• **Records**:
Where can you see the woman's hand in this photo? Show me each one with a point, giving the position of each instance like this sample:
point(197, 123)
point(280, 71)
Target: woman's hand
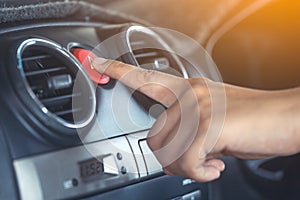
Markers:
point(206, 120)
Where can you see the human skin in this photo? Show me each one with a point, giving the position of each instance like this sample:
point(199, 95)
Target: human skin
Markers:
point(258, 124)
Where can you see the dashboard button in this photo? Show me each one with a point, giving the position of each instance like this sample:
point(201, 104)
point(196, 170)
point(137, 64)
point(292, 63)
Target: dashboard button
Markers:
point(84, 57)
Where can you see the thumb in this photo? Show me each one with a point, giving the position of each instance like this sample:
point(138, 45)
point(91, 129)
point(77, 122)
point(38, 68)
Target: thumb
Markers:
point(159, 86)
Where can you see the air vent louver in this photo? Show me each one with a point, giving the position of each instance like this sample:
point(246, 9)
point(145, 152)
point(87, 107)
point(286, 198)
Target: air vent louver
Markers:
point(50, 74)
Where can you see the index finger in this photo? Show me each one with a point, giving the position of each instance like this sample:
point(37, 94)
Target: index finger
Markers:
point(159, 86)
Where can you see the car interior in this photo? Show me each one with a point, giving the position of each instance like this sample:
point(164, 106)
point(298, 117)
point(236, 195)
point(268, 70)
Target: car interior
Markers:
point(67, 132)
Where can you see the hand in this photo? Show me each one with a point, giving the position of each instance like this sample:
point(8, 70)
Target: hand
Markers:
point(191, 135)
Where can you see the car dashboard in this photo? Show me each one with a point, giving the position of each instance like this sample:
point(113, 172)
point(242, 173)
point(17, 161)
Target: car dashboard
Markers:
point(68, 133)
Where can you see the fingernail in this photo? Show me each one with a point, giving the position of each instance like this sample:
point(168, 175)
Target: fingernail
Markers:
point(99, 61)
point(99, 64)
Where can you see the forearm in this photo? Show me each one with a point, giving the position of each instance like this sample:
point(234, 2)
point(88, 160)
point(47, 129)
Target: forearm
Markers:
point(262, 123)
point(292, 118)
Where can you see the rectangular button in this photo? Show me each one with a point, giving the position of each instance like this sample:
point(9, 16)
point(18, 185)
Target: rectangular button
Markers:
point(196, 195)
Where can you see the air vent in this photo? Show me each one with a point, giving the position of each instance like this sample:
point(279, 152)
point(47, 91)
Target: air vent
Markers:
point(150, 51)
point(49, 74)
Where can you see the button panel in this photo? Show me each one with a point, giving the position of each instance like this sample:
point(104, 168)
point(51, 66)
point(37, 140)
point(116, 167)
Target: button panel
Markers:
point(59, 175)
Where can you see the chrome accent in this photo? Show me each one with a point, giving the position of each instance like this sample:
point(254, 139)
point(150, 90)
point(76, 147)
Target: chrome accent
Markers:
point(155, 36)
point(64, 52)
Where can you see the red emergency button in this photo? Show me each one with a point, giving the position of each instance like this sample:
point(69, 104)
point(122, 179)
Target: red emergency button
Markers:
point(85, 57)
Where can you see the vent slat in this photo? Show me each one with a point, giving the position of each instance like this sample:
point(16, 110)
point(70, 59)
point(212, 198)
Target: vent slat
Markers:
point(38, 57)
point(58, 98)
point(44, 71)
point(67, 112)
point(147, 54)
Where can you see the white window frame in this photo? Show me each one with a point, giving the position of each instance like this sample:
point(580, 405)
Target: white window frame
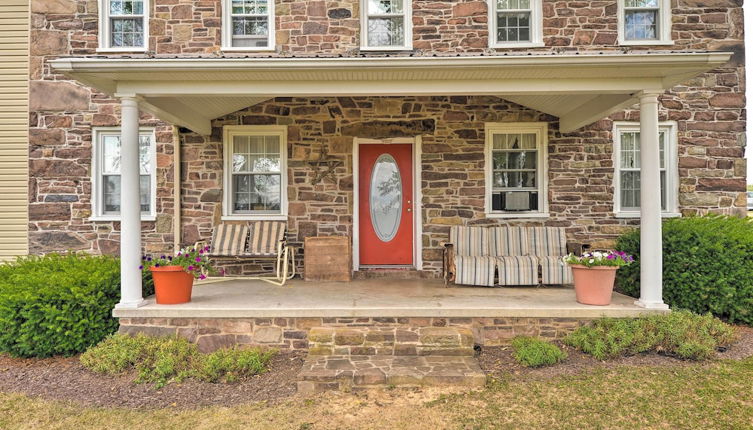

• **Set exercise**:
Rewrite all of the material above, replacing "in this photo" with "in this image" everywhere it occurs and changing nothing else. Omit the pictures from your answer.

• **Response to the exercise**:
Where can you see the woman's hand in this image? Show me each one with a point, giving the position of each instance like this sample:
point(197, 123)
point(280, 71)
Target: woman's hand
Markers:
point(206, 120)
Where can you see the human skin in this image? Show me each one with a point, giving the position of each instance like this sample:
point(199, 95)
Target: human skin
Markers:
point(258, 124)
Where can you see the dashboard button in this image? Show me each one with a point, giving the position of each instance like this sample:
point(201, 104)
point(196, 170)
point(137, 64)
point(292, 63)
Target: dashboard button
Markers:
point(84, 57)
Where can you see the thumb in this image? Show me each one with a point, giving the position of each instance like this sample:
point(138, 45)
point(91, 129)
point(77, 122)
point(38, 68)
Target: thumb
Markers:
point(159, 86)
Where can you see the air vent louver in this image? Show me each one with a point, giving the position of each instance like this sample:
point(246, 9)
point(145, 152)
point(87, 107)
point(286, 198)
Target: air vent louver
Markers:
point(50, 74)
Where can you see the index finger in this image? Show me each one with a point, giving the position of each instance like this sample:
point(37, 94)
Target: index finger
Markers:
point(159, 86)
Where can you see the car interior in this image? Show me each one with a point, giving the position of each instance like this sample:
point(164, 106)
point(298, 117)
point(236, 195)
point(268, 70)
Target: car interior
Markers:
point(67, 132)
Where can you see the hand in this image? Show me each one with a point, giving the position of each instance like this sample:
point(8, 70)
Target: hand
Markers:
point(191, 135)
Where can you see the car dashboard in this image? Show me each one with a point, giving the position of each instance like this sample:
point(113, 172)
point(242, 173)
point(17, 161)
Target: car dashboard
Markers:
point(68, 133)
Where can you see the fingernail in this image? Show me each one with a point, giving the position of each instance like this sample:
point(168, 175)
Target: fingernail
Markers:
point(99, 61)
point(99, 64)
Where can you see the forearm in this image? Show me each one with a point, giving the position of each instance like this sample:
point(234, 2)
point(88, 160)
point(47, 129)
Target: forearm
Markers:
point(262, 123)
point(292, 118)
Where can you see the rectangular button in this image? Show me each one with a point, giving the position of each instance like this sample:
point(9, 16)
point(18, 185)
Target: rectangular button
Markers:
point(196, 195)
Where can you see the air vent in this image? Show me each one with a point, giving the position of each instance like this sample:
point(279, 152)
point(47, 91)
Target: air vent
Markers:
point(150, 51)
point(49, 74)
Where can you see the button panel in this image? Show me each one with a point, giving the position of each instance like this sample:
point(104, 168)
point(51, 66)
point(37, 140)
point(116, 167)
Target: button panel
Markers:
point(59, 175)
Where can you see the chrome accent in this image? Show me each one with a point, giving the position of each instance like this sample:
point(254, 139)
point(150, 90)
point(76, 147)
Target: chrome accent
Markers:
point(155, 36)
point(64, 52)
Where can you see the red emergency button in this image? Show me each one with a point, giving the position of each instance like this sample:
point(69, 104)
point(122, 179)
Target: red emergency button
Markers:
point(85, 57)
Where can you see the vent slat in this image? Show me each one with a point, giving the position of each instance like this sample:
point(16, 110)
point(70, 59)
point(212, 198)
Target: vent slat
Markers:
point(38, 57)
point(58, 98)
point(44, 71)
point(67, 112)
point(147, 54)
Where can you see the white window frame in this image? Show me each one with a point, giving the position of each instance like this sample:
point(580, 405)
Target: white window frame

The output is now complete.